Activity: Continue the abstract on the reactivity of black phosphorus from its last sentence, keeping its tone and subject.

Page text:
- Opening Delimiter -

Understanding the Intrinsic Reactivity of Black Phosphorus

Abstract

Black phosphorus (BP), a rediscovered two-dimensional (2D) material, has garnered significant interest due to its unique structure and physicochemical characteristics, including adjustable direct bandgaps, high carrier mobility, large specific surface area, and pronounced chemical reactivity. Distinct from the flat atomic structure of graphene, BP features a puckered honeycomb-like structure derived from sp³ hybridization. In addition to the three-coordination, each phosphorus atom possesses a lone pair of electrons, leading to an electron-rich nature. A variety of nanostructures such as nanosheets, nanoribbons, and quantum dots are developed from the bulk crystal of BP. The large surface area of nano BP provides numerous reactive sites that augment intralayer chemical interactions. Therefore, nano BP serves as a versatile scaffold for materials engineering, with potential applications across chemistry, catalysis, energy, and biomedicine. It is crucial to have a deep and systematic understanding of the hybridization interactions between BP and diverse molecules or materials, which is essential for functional design of BP-based materials for target applications.

- Closing Delimiter -

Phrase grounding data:

- Opening Delimiter -

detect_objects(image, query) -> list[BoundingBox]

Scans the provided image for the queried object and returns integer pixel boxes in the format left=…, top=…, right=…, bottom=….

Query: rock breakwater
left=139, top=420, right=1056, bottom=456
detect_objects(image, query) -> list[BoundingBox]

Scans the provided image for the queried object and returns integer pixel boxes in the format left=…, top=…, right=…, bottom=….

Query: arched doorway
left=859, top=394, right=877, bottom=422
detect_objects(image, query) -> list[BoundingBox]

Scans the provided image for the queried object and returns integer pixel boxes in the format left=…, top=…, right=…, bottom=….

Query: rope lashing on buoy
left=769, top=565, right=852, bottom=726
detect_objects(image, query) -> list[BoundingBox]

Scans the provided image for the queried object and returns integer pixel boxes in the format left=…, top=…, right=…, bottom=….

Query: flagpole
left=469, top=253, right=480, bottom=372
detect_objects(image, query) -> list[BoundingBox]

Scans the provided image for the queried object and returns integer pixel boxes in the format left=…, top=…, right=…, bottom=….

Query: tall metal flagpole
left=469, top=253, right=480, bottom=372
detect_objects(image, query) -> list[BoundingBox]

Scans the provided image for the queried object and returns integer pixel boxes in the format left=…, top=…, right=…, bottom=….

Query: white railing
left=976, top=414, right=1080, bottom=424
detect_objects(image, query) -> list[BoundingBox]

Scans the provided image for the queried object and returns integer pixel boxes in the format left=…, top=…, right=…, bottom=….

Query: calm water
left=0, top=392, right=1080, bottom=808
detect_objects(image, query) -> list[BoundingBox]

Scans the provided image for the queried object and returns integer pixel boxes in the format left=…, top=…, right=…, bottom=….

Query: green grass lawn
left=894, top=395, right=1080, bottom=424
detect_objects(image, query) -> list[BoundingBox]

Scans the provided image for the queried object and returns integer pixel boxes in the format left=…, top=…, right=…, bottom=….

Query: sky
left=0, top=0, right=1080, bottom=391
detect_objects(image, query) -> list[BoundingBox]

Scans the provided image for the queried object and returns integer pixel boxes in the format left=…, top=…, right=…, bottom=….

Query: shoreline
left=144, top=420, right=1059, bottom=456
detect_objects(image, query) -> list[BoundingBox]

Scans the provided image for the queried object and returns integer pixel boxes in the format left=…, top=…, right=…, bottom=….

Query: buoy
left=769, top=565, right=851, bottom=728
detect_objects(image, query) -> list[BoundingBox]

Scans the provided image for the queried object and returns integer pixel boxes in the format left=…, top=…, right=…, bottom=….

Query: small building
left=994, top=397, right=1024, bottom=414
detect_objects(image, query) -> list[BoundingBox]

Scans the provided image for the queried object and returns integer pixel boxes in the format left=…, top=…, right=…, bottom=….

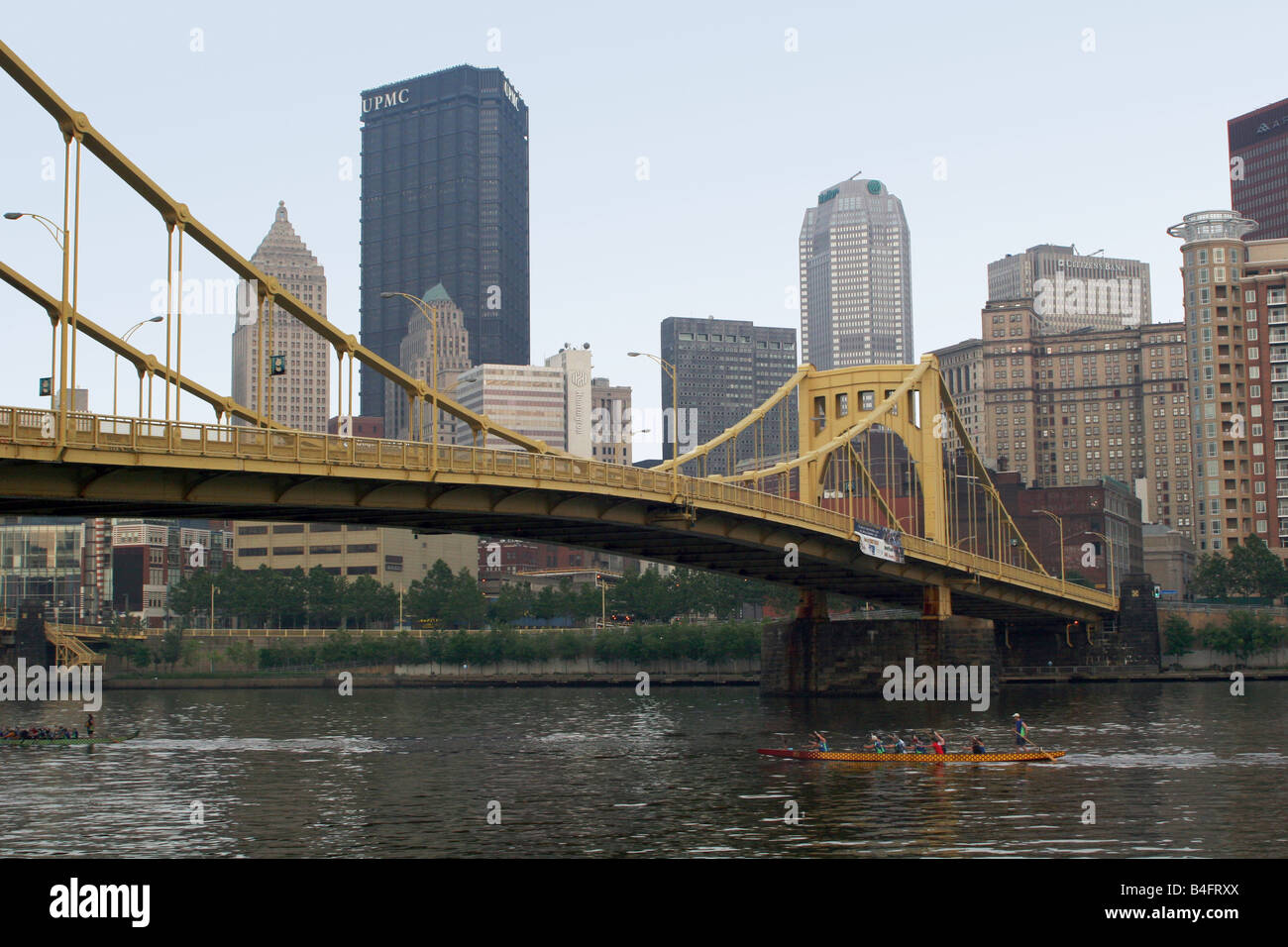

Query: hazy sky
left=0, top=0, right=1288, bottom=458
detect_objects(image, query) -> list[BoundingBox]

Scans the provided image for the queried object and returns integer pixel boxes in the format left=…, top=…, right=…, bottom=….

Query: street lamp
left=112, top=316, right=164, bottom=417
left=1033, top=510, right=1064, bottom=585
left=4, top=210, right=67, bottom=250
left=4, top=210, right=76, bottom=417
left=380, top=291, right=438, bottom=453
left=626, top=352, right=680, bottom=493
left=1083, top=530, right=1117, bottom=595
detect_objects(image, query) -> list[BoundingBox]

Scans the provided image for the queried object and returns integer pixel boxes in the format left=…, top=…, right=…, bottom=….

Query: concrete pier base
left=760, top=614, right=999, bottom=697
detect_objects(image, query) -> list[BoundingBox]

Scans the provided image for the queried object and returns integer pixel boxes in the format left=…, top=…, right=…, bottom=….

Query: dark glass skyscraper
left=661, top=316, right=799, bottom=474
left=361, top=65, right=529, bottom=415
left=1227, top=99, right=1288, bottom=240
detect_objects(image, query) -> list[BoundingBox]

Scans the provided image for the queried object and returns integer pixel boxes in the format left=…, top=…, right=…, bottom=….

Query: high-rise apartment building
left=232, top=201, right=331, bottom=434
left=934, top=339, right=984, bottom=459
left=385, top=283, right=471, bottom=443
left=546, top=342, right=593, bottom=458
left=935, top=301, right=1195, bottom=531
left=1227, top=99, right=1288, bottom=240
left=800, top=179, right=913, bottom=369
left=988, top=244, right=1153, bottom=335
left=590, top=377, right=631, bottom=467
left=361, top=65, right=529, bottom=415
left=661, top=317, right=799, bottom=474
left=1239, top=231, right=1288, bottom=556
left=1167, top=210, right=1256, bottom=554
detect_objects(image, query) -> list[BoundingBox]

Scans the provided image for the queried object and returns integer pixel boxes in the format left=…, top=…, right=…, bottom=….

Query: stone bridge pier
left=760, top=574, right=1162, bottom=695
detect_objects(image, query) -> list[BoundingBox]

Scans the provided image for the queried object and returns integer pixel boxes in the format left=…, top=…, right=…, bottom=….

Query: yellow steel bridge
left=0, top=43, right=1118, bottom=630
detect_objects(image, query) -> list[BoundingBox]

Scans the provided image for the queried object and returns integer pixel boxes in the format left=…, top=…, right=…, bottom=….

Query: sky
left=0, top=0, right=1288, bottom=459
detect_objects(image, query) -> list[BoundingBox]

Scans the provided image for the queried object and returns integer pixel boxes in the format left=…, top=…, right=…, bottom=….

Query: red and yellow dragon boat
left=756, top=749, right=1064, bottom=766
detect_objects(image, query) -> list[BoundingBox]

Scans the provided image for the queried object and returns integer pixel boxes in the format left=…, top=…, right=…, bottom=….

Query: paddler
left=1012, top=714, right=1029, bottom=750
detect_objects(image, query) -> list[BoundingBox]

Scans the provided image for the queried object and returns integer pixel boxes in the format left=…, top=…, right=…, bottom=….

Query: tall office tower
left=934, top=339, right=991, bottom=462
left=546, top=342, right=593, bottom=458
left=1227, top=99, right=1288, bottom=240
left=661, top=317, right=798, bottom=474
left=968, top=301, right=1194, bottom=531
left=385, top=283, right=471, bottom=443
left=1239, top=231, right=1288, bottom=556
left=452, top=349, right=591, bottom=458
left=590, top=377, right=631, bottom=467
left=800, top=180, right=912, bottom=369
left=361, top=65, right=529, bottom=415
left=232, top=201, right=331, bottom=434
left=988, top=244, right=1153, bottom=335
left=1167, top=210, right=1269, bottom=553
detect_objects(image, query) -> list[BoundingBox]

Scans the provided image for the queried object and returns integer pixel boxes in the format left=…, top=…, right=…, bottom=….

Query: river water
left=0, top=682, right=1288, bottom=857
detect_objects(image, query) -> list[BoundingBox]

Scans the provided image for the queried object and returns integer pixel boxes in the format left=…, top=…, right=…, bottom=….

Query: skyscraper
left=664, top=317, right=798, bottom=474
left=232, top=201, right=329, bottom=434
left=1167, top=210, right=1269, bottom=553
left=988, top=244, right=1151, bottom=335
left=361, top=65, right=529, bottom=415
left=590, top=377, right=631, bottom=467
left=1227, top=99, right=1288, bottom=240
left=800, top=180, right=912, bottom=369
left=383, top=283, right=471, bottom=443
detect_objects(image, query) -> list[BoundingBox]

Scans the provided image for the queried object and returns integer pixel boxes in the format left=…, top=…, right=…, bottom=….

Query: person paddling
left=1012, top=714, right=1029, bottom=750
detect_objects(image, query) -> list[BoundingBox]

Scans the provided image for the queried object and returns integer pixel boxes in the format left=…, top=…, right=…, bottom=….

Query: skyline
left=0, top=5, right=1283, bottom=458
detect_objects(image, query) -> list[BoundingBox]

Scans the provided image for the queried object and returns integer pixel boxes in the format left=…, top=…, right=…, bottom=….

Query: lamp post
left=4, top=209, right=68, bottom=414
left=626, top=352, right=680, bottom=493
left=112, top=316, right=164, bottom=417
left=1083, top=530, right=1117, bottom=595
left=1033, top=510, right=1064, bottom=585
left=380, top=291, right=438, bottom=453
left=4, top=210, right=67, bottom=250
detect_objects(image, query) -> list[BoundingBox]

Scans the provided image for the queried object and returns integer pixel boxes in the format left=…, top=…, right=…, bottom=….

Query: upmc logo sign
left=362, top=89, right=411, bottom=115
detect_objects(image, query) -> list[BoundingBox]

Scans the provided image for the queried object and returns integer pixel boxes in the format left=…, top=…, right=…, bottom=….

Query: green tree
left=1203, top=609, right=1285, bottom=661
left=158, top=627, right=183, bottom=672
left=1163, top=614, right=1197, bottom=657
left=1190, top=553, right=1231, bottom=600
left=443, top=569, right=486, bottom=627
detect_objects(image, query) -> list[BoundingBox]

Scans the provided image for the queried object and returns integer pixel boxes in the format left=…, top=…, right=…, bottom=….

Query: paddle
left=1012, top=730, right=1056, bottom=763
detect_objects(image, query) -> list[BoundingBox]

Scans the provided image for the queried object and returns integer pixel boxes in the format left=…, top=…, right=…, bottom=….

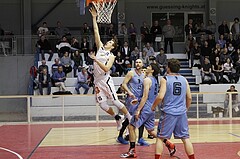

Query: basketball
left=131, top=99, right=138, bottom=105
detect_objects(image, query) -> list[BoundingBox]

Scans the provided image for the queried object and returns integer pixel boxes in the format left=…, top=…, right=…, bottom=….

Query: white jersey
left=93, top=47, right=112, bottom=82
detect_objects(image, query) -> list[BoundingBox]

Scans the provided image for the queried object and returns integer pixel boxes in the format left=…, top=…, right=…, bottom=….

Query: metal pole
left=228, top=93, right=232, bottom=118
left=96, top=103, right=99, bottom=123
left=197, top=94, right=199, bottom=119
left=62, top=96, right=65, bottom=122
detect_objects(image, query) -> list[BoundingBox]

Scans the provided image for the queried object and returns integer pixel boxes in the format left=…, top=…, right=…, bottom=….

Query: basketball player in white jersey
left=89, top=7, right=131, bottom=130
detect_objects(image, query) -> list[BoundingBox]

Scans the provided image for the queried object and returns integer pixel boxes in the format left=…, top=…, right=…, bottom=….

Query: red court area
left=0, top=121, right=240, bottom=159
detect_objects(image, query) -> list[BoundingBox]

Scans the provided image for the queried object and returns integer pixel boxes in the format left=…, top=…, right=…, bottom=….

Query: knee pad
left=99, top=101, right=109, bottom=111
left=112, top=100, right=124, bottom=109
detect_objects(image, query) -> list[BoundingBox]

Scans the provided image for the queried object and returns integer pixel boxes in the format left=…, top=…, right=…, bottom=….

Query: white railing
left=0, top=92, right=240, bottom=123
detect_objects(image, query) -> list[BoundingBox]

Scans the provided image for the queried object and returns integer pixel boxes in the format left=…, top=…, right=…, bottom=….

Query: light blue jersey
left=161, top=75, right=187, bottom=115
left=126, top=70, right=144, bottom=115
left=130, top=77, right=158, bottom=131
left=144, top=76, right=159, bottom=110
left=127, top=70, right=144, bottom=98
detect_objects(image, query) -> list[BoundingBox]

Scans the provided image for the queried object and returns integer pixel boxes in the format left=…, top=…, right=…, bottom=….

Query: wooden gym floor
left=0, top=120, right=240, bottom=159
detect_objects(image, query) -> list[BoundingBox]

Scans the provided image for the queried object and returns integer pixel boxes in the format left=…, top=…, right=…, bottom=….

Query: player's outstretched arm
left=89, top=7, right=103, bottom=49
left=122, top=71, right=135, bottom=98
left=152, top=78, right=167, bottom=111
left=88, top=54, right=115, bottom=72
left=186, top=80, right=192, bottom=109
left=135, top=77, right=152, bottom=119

- Closing Delimiter -

Final answer:
Researchers have witnessed a surge in discussions surrounding the structure, physical properties, and synthesis methods of BP in recent years. However, the intrinsic reactivity of BP has received limited attention. The chemical properties of BP are usually associated with its environmental instability or degradation, and the main efforts are focused on its passivation rather than its exploitation. The intrinsic reactivity of BP facilitates a range of emerging applications including biomedicine, reducing agents, and composite construction. Notably, the controllable biodegradation of BP nanosheets can inhibit tumor growth, a phenomenon that has inspired the development of “bioactive phospho-therapy” as a cancer treatment strategy both in vitro and in vivo. In this Account, we first discuss the origin of BP’s chemical reactivity, and then categorize the typical types of chemical reactions, including redox reactions, covalent bonding, and noncovalent interactions. Each section is dedicated to a specific interaction type and is accompanied by relevant applications. These applications, which include catalysis, ion storage, sensors, and drug delivery, effectively demonstrate the structure–property–function relationships inherent in BP-based functional materials. Finally, a forward-looking perspective on the reactivity of BP is presented in the conclusion, which attempts to address the fundamental scientific questions and current technical challenges in this field. This Account is expected to encourage researchers to further explore the multifaceted potentials of BP across various areas.